→ Extrait retenu:
****************
En ce qui concerne la Mauritanie, en principe, elle continuera à garder sa neutralité vis-à-vis des deux belligérants. Une implication de la Mauritanie dans le conflit n’est certainement pas envisageable, sauf cas d’un bouleversement radical de l’équilibre stratégique et tactique prévalant, c’est-a-dire un changement majeur, qui lui imposera de se ranger du côté de l’un des belligérants, ce qui, à mon avis est extrêmement improbable.

- Sur d’autres plans nous avons constaté depuis fin novembre, dans la foulée, d’intenses activités diplomatiques menées par le Maroc et qualifiées d’ailleurs par beaucoup d’observateurs de réussite dans le dossier du Sahara. Des pays du Golfe se sont empressés d’implanter des consulats à Dakhla, ElAïoun et autres.

A cela est venue s’ajouter la brusquerie de Trump qui reconnait sans préavis la marocanité du Sahara bafouant ainsi le droit international. Le président américain, malgré sa façon très contestée de faire a néanmoins accordé un soutien de taille de plus au profit des marocains sur ce conflit.

Cette évolution dans ce dossier n’augure pas d’une issue politique possible ou au contraire, la donne se complique davantage et que ni le Polisario ni l’Algérie n’accepteraient un compris quelconque en faveur du Maroc ?
****************
→ Lignes fournies:
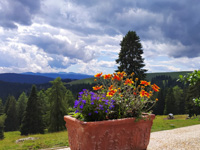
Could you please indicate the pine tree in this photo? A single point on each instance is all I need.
(43, 99)
(130, 56)
(178, 95)
(2, 120)
(170, 106)
(11, 122)
(21, 106)
(58, 105)
(32, 122)
(1, 107)
(160, 105)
****************
→ Consignes:
A. Recopiez fidèlement le passage de l'extrait sur le conflit du Sahara qui commence par « A cela est venue » et se termine par « sur ce conflit. ».
B. Répondez aux questions suivantes d'après l'extrait sur le conflit du Sahara :
(i) Quelle attitude la Mauritanie continuera-t-elle en principe à garder vis-à-vis des deux belligérants ?
(ii) Dans quelles villes nommées des pays du Golfe ont-ils implanté des consulats ?
(iii) Qu'est-ce que Trump a reconnu sans préavis ?
C. Rédigez la suite de l'extrait sur le conflit du Sahara à partir de sa dernière phrase.
Les lignes ci-dessus ne sont pas utiles pour ce travail.

→ Réponses attendues:
A.
A cela est venue s’ajouter la brusquerie de Trump qui reconnait sans préavis la marocanité du Sahara bafouant ainsi le droit international. Le président américain, malgré sa façon très contestée de faire a néanmoins accordé un soutien de taille de plus au profit des marocains sur ce conflit.

B.
(i) Sa neutralité.
(ii) À Dakhla et à ElAïoun.
(iii) La marocanité du Sahara.

C.
La reconnaissance par Donald trump de la souveraineté du Maroc sur le Sahara, tout comme la denonciation de cette decision par certains pays, est un acte de souveraineté. Chaque pays est libre de prendre, par rapport au conflit, une position qu’il estime convenir à ses intérêts et ses principes, tant qu’elle n’est pas en contradiction avec ses engagements internationaux, matérialisés par les traités internationaux auxquels il a adhérés.

Cette reconnaissance, les décisions de certains pays d’ouvrir des consulats dans les territoires sous administration marocaine et leurs intentions d’y investir sont des décisions qui engagent leur auteurs, mais nullement la communauté internationale comme l’a clairement souligné Antonio Gutterez ,en déclarant que la position de l’ONU reste inchangée en ce qui concerne la question du Sahara Occidental.

C’est-a-dire, organiser un référendum libre et équitable au Sahara Occidental et d’en proclamer les résultats. La question qui se pose ici demeure la credibilité de l’ONU. L’ONU a-t-elle les moyens d’imposer ses résolutions?

- Absolument, seulement des voix s’élèvent déjà pour dénoncer la normalisation avec l’état sioniste. On dit que Trump a fait deal avec Mohamed VI , un troc : l’Amérique reconnaît la marocanité du Sahara et le roi normalise avec Israël. Le Maroc a donc sacrifié un sacro-saint principe chez les musulmans arabes. Ceci n’affaiblit-il pas le régime royal sur le front intérieur ?

Disons le, cette normalisation du Maroc avec Israel pourrait bien faire des émules et ouvrir un boulevard de normalisation à d’autres pays arabes qui pourraient s’enhardir et suivre le meme exemple, notamment l’Arabie Seoudite, le Qatar et même la Syrie et la Mauritanie.

En fait, dès la mise en place de la nouvelle administration americaine, qui vraisembablement ne prendra pas le risque d’aller à contre-courant avec la démarche de normalisation engagée avec Israel, “les langues de se délieront”.

Il faut quand même rappeler que cette reconnaissance du Maroc vient s’ajouter à celles de la Jordanie, de l’Egypte, des Émirats Arabes Unis, de Bahreïn et du Soudan. En fait, il ne manque que l’Arabie Seoudite, la Syrie et le Qatar pour que la locomotive du monde arabe tire sur l’attelage.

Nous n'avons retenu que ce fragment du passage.